═════ Document section ═════
# Some old school reel to reel 2 channel



## Wardsweb (Apr 2, 2010)

Here are a few more pics of some of my 2-channel obsession. These using reel to reels.

Tascam BR-20 in my main rig


----------



## Wardsweb (Apr 2, 2010)

Teac X-10R in my vintage rig


----------



## Wardsweb (Apr 2, 2010)

Revox C270 and Teac A-3300SX half track machines doing some dubbing.


----------



## Wardsweb (Apr 2, 2010)

Here is an older pic of one that got away or better said, I sold and wish I had not. Technics 1500


----------



## AudiocRaver (Jun 6, 2012)

Wardsweb,

Wow, your photos really take me back... Nicely done. Those fine old reel-to-reels are clearly in good hands and well cared for.

Don't know if you ever need parts - they can be hard to find these days. I worked with Randy Blevins at a company in Nashville about three hundred years ago, he deals in analog gear and parts, is a great guy, super helpful. Just a resource to remember.

Anyway, have fun with those tape decks!

AudiocRaver


----------



## hjones4841 (Jan 21, 2009)

Great gear! I had a Revox A77. Nothin' like those 10 1/2" reels spinning


----------
═════ Source material ═════
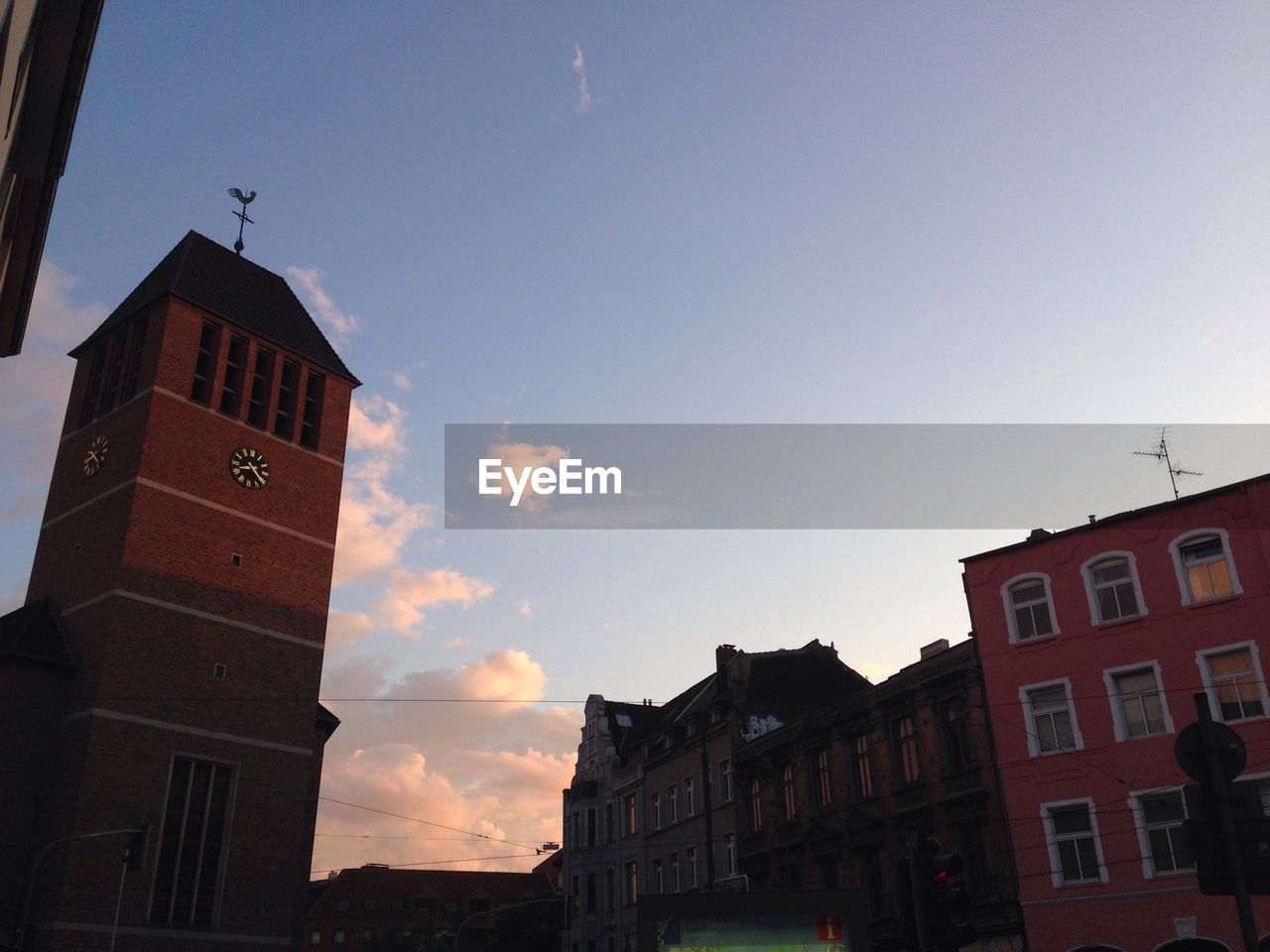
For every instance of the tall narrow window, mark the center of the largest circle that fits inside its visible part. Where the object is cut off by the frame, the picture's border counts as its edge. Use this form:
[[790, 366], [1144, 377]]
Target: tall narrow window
[[235, 365], [262, 382], [906, 739], [310, 426], [132, 370], [187, 874], [204, 367], [862, 767]]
═════
§ Required task
Output the entire forum thread about reel-to-reel tape decks word for word. The material above is not needed for this work.

§ The response
# Some old school reel to reel 2 channel



## Wardsweb (Apr 2, 2010)

Here are a few more pics of some of my 2-channel obsession. These using reel to reels.

Tascam BR-20 in my main rig


----------



## Wardsweb (Apr 2, 2010)

Teac X-10R in my vintage rig


----------



## Wardsweb (Apr 2, 2010)

Revox C270 and Teac A-3300SX half track machines doing some dubbing.


----------



## Wardsweb (Apr 2, 2010)

Here is an older pic of one that got away or better said, I sold and wish I had not. Technics 1500


----------



## AudiocRaver (Jun 6, 2012)

Wardsweb,

Wow, your photos really take me back... Nicely done. Those fine old reel-to-reels are clearly in good hands and well cared for.

Don't know if you ever need parts - they can be hard to find these days. I worked with Randy Blevins at a company in Nashville about three hundred years ago, he deals in analog gear and parts, is a great guy, super helpful. Just a resource to remember.

Anyway, have fun with those tape decks!

AudiocRaver


----------



## hjones4841 (Jan 21, 2009)

Great gear! I had a Revox A77. Nothin' like those 10 1/2" reels spinning


----------